* [Task item] Below are some records; copy each line in them that contains "ship".

* [Information supplied]
[Start of section]

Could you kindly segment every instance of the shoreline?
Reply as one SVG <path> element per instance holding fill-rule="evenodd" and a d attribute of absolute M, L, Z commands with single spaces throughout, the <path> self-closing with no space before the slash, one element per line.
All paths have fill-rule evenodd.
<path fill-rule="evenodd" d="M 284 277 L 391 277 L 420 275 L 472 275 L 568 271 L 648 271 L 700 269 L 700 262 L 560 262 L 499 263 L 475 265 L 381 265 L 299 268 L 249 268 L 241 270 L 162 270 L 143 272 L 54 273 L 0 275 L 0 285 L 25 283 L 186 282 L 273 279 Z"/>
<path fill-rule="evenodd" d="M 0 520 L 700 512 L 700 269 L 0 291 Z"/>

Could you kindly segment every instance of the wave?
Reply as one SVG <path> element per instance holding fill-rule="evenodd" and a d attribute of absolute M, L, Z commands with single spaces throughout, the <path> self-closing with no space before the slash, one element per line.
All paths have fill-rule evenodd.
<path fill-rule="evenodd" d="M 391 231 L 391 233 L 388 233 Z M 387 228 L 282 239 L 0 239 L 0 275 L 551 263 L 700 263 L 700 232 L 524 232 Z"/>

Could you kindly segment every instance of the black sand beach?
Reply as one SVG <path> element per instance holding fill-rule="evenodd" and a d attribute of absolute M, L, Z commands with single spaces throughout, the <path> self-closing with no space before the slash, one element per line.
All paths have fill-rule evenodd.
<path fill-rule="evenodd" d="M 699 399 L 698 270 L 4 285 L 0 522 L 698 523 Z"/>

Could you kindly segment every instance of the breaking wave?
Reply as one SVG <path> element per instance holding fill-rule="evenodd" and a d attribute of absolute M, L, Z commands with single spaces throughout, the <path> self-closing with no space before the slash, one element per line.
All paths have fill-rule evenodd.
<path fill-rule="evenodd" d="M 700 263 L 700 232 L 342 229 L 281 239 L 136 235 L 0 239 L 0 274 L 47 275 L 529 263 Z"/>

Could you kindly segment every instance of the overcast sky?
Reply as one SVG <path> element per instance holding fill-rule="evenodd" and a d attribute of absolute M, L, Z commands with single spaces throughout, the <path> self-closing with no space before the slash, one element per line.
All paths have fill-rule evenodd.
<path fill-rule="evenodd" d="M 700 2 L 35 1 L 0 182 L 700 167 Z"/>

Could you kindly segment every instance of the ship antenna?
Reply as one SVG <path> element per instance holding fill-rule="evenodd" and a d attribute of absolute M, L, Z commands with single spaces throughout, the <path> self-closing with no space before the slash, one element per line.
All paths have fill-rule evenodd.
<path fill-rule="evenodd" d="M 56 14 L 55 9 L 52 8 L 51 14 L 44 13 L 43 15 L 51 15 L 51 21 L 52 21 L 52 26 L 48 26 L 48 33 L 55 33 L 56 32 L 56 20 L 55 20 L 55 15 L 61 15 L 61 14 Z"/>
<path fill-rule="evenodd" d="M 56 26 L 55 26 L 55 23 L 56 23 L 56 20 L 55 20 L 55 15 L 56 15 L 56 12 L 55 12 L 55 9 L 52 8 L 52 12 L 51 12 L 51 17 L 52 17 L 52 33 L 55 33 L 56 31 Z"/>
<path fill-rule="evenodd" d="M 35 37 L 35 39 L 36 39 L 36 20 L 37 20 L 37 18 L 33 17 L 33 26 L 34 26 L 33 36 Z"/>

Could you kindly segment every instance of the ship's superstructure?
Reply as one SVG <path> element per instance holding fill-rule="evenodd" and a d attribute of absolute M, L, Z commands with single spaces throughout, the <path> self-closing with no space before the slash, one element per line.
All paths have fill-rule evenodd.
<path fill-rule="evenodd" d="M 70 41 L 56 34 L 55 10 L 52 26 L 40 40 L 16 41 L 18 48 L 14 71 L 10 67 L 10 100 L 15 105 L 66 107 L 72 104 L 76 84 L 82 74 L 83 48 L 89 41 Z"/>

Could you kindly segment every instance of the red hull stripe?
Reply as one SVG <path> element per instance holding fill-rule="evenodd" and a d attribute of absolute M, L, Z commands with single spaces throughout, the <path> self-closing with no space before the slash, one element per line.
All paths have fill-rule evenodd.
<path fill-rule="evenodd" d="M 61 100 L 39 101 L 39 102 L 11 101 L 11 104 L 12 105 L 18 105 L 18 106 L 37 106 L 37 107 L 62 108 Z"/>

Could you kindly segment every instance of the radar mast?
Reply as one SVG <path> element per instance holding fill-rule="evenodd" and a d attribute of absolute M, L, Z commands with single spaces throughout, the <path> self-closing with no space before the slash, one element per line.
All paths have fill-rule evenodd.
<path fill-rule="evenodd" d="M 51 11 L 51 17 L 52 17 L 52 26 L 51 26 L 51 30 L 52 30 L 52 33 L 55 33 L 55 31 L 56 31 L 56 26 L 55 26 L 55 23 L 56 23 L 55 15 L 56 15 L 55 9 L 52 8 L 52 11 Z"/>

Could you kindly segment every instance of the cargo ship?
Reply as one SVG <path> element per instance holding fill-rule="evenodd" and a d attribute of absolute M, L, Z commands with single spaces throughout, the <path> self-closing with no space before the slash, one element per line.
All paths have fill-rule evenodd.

[End of section]

* [Answer]
Could you kindly segment every instance of the ship antenna?
Could you kindly segment every instance of the ship's superstructure?
Could you kindly segment every instance of the cargo ship?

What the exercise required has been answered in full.